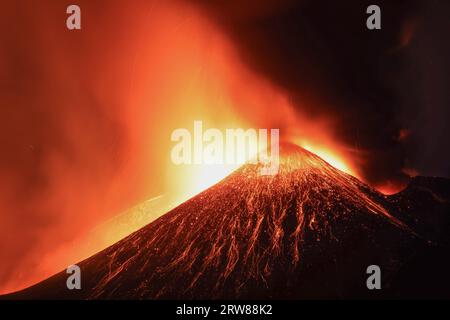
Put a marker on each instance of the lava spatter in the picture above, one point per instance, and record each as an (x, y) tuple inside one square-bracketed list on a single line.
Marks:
[(309, 231)]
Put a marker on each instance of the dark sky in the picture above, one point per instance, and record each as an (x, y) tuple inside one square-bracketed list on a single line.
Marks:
[(388, 88)]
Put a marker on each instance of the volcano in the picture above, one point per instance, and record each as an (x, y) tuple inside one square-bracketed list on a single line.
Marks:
[(310, 231)]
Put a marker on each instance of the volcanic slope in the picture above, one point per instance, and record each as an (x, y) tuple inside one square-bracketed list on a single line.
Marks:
[(310, 231)]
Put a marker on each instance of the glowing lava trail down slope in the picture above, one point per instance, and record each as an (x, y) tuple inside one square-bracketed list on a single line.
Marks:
[(310, 231)]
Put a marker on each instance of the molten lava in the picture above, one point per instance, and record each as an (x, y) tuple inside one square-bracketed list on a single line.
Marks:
[(305, 232)]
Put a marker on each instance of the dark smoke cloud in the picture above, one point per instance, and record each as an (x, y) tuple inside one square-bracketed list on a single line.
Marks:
[(377, 84)]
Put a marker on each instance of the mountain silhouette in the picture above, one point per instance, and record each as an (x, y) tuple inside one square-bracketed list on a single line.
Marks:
[(309, 232)]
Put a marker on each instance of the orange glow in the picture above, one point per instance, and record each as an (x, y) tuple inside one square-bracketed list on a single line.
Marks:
[(390, 188), (330, 157), (167, 67)]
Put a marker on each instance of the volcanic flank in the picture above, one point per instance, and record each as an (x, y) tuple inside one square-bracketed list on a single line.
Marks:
[(309, 232)]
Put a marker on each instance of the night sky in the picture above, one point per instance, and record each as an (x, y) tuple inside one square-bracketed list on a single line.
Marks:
[(388, 88)]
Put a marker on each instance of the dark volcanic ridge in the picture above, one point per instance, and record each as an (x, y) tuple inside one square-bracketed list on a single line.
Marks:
[(309, 232)]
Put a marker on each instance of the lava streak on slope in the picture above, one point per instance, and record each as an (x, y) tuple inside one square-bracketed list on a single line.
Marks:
[(308, 232)]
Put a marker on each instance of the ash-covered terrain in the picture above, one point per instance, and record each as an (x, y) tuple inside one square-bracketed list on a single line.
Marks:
[(309, 232)]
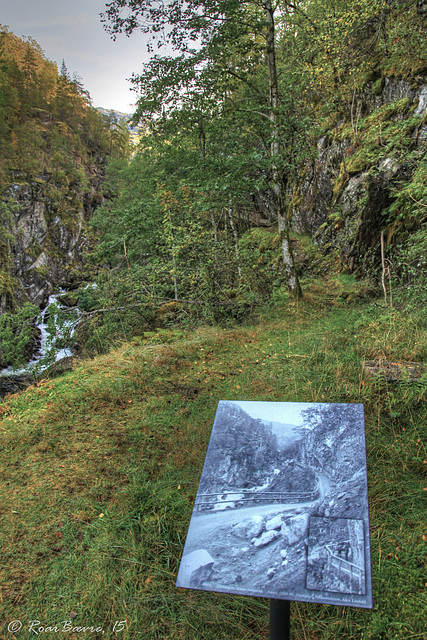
......
Written request - Print every row above word for word, leaving out the pictures.

Answer for this exercise -
Put a marker on each instance of the lava spatter in the picture above, one point per instance, and record each as an (x, y) tuple inside one square-bracketed list on a single line.
Marks:
[(309, 231)]
Put a marker on each instance of the dark sky in the picture above, one point per instance, and record each as an (x, y) tuple inside one square-bracketed list on a single line.
Marks:
[(388, 88)]
Put a marker on each instance of the volcano in the picture above, one point per instance, and record each as an (x, y) tuple inside one square-bracketed list on a single line.
Marks:
[(310, 231)]
Put a marker on each instance of the volcanic slope in the picture above, one point per instance, and record each as an (x, y) tuple inside one square-bracketed list on a single line.
Marks:
[(310, 231)]
Put a marker on each instance of the glowing lava trail down slope in the picture above, one point per instance, and record each as an (x, y) tuple inside one square-bracketed list on a single line.
Marks:
[(310, 231)]
Put a marker on each instance of the molten lava in the picture above, one point per instance, and record each as an (x, y) tuple inside one square-bracketed list on a single line.
Marks:
[(305, 232)]
Put a marker on each instance of the dark smoke cloud in the picture above, one point per instance, and record each as an (x, y) tuple inside one square-bracketed list on a single line.
Marks:
[(377, 84)]
Put a marker on each instance of the mountain silhouette in the picture above, one point per instance, and record each as an (x, y) tuple inside one square-bracketed list on a single line.
Marks:
[(309, 232)]
Put a marker on each instance of the orange glow in the picture above, one point per instance, and record each as an (x, y) tuple inside one square-bracketed list on a single line.
Marks:
[(390, 188), (330, 157), (167, 67)]
Put a marker on each instance of the volcanic flank in the picture above, one point per instance, and record each as an (x, y) tuple inside one square-bracketed list on a single line.
Marks:
[(309, 232)]
Put a marker on each instance of the night sky in the picture above, one point per instance, and record each as an (x, y) tuple inside one square-bracketed list on a single line.
Marks:
[(388, 88)]
Put a marker on each instance of the dark volcanic ridge in the picture above, one point per instance, and record each as an (x, y) tuple inside one square-bracketed list on a single line.
Marks:
[(309, 232)]
Put a marker on each instance of the lava streak on slope in the picture above, one point per instance, and record each as an (x, y) tuple inside one square-bracketed list on a single line.
Marks:
[(308, 232)]
Put a marker on each instance of the ash-covered terrain in the picture above, one point per instance, and record each as an (x, y) tuple inside one square-bracketed list on a single line.
Marks:
[(309, 232)]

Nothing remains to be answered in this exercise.